* **Saved items from a collection**
_ _ _ _ _

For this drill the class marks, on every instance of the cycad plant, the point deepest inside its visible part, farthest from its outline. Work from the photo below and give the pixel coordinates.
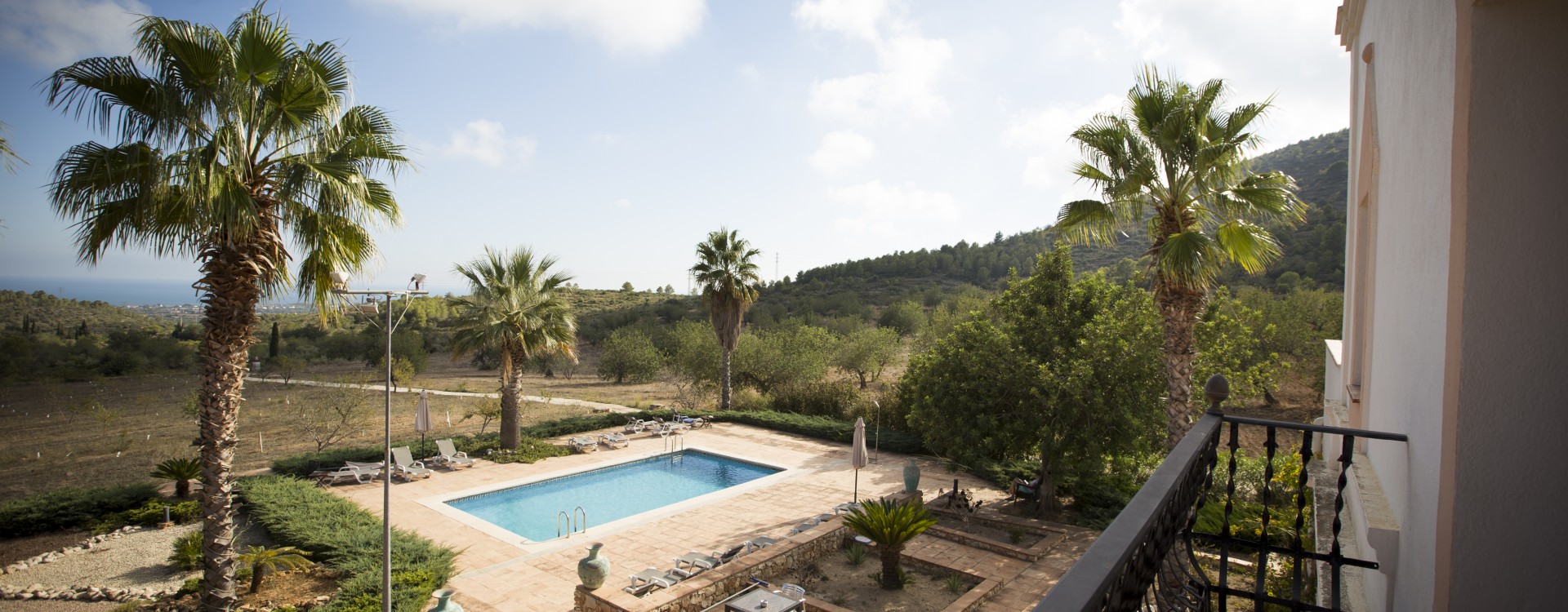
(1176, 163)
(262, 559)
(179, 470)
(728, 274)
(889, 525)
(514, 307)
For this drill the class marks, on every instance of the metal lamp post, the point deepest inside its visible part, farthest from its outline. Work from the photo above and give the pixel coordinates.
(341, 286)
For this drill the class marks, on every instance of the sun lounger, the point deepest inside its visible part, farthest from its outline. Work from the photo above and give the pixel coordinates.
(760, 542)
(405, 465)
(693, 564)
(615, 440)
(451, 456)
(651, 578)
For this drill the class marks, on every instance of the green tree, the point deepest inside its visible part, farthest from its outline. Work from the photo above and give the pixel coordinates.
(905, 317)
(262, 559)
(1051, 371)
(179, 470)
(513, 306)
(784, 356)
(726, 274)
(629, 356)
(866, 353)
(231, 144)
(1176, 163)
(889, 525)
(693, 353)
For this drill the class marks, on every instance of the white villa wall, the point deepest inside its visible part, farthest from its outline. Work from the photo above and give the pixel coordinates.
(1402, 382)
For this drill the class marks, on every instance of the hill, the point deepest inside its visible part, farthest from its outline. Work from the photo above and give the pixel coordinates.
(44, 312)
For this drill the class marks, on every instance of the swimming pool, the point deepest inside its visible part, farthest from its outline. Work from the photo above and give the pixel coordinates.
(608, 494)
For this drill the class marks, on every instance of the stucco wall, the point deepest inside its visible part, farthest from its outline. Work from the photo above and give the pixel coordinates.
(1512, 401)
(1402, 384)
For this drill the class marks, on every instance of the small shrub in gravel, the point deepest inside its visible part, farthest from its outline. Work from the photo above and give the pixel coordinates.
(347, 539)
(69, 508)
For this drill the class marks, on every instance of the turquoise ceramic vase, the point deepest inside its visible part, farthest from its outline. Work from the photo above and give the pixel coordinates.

_ _ _ _ _

Output the rows from the very start through the line that contains "(1402, 382)" as a JSON list of strings, one string per line, with blank lines dropped. Leave the picture out.

[
  "For this drill the class marks, on every instance of the cycad plant, the point deepest inside its visible part, farthest from its outline. Work from the photo below and give the pixel coordinates.",
  "(1176, 163)",
  "(262, 559)",
  "(179, 470)",
  "(728, 274)",
  "(889, 525)",
  "(514, 307)",
  "For this drill the class marks, on every instance of the metal lamp post, the point deepest inside its visible part, farthest from its outline. Work from the photo above and give the pixel coordinates.",
  "(341, 286)",
  "For this drill the class marks, on every instance of the sun lounger, the point deepest inside its visible part, farthest from its outline. Work from the photo above and give the pixel coordinates.",
  "(760, 542)",
  "(405, 465)",
  "(693, 564)",
  "(615, 440)",
  "(451, 456)",
  "(651, 578)",
  "For this drill the class marks, on every instance of the green tree, the point deepest inside its visible part, farthest from its outline. Work from the photo above and give the pixel coordinates.",
  "(905, 317)",
  "(262, 559)",
  "(1051, 371)",
  "(179, 470)",
  "(513, 306)",
  "(784, 356)",
  "(726, 274)",
  "(629, 356)",
  "(866, 353)",
  "(231, 144)",
  "(1176, 163)",
  "(889, 525)",
  "(693, 353)",
  "For this drill the class marks, on every instance of the white villa wall, the point deepest inside its visible part, farthest from its outline. Work from the photo above and give the pixel coordinates.",
  "(1402, 382)"
]